Exercise set
A. Edit the stretch of the Air Force budget reviews article from "Air Force to" through "said Aug. 3." so that "top" reads "senior".
B. According to the Air Force budget reviews article, how much in spending cuts over the next five years did the zero-based review for 2021 produce?

Document text
Air Force to Continue ‘Zero-Based’ Budget Reviews

 In U.S. Air Force, U.S. Army, Air, Forces & Capabilities

Annual budget reviews insti­tut­ed by former Air Force Secretary Heather A. Wilson should make it easier to settle the hard finan­cial deci­sions that loom ahead, a top Air Force aide said Aug. 3.

Wilson, who served as sec­re­tary from 2017 to 2019, began a depart­ment-wide review in January 2018 to cut down on pro­grams and activ­i­ties worth less than $30 mil­lion apiece that no longer mer­it­ed fund­ing. It was the first such deep-dive in more than 20 years, Matthew P. Donovan, then the Air Force under­sec­re­tary, said at the time.

In February, the Air Force said its budget debate, known as a “zero-based review,” for 2021 came up with $4.1 bil­lion in spend­ing cuts over the next five years. Some of that money may have come from deci­sions to retire air­craft such as the B‑1 bomber, A‑10 attack plane, and RQ‑4 recon­nais­sance drone.

Anthony P. Reardon, admin­is­tra­tive assis­tant to Air Force Secretary Barbara M. Barrett, indi­cat­ed those reviews will con­tin­ue under cur­rent ser­vice lead­er­ship. The dis­cus­sions are sim­i­lar to the Army’s “night court” reviews that look at ways to rein­vest money in higher ser­vice pri­or­i­ties.

“All the ‘zero-based’ reviews with Secretary Wilson, they were extreme­ly effec­tive,” Reardon said during an Air Force Association event. “I think we’ve built a process that’s iter­a­tive, so we do it every time now, maybe not to the full-up degree … but we get pretty close to it. So I think if we’re given time, that’s become the normal way of doing busi­ness now.”

As the Pentagon pre­pares for years of little budget growth, thanks to con­gres­sion­al spend­ing agree­ments and the unex­pect­ed expense of coro­n­avirus pan­dem­ic relief efforts, the annual process of decid­ing how best to down­size can make stag­nant fund­ing more bear­able.

Budget plan­ning hap­pens on three levels now. The Air Force Warfighting Integration Capability office looks at what the ser­vice needs in its future force to suc­ceed, then pose that vision to the plan­ners, who figure out how to struc­ture port­fo­lios like pro­cure­ment and oper­a­tions. Program man­agers then try to work their ini­tia­tives into that bigger strate­gic pic­ture.

“Sometimes we get frus­trat­ed by bogeys when some­body comes for­ward and says, ‘I want you to cut this much out of your budget, I want you to move this much in this direc­tion.’ [It] makes it a little bit more chal­leng­ing,” Reardon said. “But I think the process­es that Secretary Wilson put in place are endur­ing process­es, and I think they’re going to make the budget devel­op­ment a little bit easier.”

This year’s budget process has also sped up to get ahead of the November pres­i­den­tial elec­tion and a pos­si­ble tran­si­tion of power in January, Reardon said.

The Air Force is prepar­ing its fiscal 2022 budget request, after asking for about $169 bil­lion in 2021. However, it’s likely the mil­i­tary will have to work under a con­tin­u­ing budget res­o­lu­tion start­ing Oct. 1 that holds it to 2020 spend­ing levels and blocks new pro­grams from start­ing until Congress passes fund­ing bills for the coming fiscal year.

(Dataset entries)
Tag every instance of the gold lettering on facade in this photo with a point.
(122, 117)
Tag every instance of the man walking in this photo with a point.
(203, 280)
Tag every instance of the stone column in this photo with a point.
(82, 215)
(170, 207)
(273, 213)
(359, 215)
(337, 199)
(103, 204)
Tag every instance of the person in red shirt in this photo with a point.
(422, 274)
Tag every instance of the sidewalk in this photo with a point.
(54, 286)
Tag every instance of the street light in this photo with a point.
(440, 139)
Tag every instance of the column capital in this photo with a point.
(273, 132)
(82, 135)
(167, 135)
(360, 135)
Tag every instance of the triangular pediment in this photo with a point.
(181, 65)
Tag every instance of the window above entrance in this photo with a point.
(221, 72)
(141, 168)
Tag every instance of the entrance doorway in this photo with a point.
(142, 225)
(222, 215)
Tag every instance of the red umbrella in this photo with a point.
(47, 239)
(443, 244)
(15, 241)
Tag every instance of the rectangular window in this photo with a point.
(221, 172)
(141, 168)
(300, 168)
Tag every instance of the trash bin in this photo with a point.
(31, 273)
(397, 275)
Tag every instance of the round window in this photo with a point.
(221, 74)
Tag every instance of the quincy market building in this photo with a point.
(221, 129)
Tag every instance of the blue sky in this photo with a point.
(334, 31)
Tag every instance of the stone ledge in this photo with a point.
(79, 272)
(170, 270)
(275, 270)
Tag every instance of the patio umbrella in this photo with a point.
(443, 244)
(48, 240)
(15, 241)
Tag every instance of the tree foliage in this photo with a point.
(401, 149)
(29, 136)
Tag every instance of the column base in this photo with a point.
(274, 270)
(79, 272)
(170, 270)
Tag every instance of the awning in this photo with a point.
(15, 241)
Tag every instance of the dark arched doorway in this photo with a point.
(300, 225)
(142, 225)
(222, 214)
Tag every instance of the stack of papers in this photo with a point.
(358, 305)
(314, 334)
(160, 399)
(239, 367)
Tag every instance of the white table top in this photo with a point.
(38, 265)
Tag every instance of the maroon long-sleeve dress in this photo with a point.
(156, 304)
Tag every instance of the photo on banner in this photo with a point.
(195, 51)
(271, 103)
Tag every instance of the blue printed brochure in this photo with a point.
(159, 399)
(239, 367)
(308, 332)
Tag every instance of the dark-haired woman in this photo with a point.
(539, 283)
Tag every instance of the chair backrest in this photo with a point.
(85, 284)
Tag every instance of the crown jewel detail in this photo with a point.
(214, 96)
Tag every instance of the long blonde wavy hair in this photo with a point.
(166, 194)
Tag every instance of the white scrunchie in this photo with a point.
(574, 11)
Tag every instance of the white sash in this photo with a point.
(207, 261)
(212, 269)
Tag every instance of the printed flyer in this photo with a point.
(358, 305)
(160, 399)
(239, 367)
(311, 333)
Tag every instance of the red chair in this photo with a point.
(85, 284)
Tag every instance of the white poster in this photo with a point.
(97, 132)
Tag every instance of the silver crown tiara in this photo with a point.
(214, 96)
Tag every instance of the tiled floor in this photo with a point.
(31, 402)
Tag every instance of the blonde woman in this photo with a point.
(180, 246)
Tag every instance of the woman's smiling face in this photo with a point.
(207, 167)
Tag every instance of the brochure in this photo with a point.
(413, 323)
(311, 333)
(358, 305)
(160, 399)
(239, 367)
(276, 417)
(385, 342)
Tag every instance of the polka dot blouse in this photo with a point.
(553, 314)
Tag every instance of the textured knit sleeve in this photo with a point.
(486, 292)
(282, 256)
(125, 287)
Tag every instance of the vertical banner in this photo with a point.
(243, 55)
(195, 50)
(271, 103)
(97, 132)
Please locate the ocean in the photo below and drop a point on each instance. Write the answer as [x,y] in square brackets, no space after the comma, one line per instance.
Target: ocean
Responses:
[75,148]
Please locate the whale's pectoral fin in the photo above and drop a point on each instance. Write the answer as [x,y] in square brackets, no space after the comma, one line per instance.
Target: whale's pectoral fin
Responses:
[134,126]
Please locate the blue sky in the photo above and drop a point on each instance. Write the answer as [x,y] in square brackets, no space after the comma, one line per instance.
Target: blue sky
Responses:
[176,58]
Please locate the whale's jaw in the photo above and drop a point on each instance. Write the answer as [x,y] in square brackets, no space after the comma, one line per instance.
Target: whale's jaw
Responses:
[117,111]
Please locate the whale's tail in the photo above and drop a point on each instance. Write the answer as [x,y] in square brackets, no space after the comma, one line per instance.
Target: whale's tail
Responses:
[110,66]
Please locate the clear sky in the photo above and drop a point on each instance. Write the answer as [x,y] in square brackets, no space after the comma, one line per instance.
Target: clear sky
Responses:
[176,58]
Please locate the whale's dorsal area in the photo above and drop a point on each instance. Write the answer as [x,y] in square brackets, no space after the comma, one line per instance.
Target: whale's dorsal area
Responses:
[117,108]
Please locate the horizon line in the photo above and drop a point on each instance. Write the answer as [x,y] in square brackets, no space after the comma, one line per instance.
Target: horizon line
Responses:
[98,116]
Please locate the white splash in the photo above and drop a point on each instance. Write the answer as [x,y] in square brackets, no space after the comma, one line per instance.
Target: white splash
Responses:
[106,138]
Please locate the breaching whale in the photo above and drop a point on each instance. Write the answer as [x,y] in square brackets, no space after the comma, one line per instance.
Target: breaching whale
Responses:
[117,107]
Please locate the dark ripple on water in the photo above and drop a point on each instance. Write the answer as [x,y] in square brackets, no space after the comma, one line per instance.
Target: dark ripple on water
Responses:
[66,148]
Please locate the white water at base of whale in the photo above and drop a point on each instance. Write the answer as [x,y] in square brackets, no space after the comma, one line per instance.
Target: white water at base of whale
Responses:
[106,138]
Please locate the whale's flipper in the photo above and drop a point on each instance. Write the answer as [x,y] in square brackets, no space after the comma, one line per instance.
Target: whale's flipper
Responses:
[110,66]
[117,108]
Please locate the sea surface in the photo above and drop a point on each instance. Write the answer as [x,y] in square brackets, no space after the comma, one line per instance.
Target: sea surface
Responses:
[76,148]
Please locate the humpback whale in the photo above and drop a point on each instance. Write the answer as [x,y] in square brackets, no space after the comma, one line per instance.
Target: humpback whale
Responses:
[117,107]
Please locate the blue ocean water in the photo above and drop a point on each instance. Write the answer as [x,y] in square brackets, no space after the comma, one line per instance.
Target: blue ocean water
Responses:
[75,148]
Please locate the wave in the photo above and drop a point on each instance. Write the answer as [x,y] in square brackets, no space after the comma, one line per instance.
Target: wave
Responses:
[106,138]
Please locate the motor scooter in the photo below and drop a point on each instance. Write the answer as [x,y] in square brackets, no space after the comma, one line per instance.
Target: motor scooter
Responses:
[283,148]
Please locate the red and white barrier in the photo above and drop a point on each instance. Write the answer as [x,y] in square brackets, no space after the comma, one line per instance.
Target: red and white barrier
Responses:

Numbered answers
A.
Air Force to Continue ‘Zero-Based’ Budget Reviews

 In U.S. Air Force, U.S. Army, Air, Forces & Capabilities

Annual budget reviews insti­tut­ed by former Air Force Secretary Heather A. Wilson should make it easier to settle the hard finan­cial deci­sions that loom ahead, a senior Air Force aide said Aug. 3.

B. $4.1 billion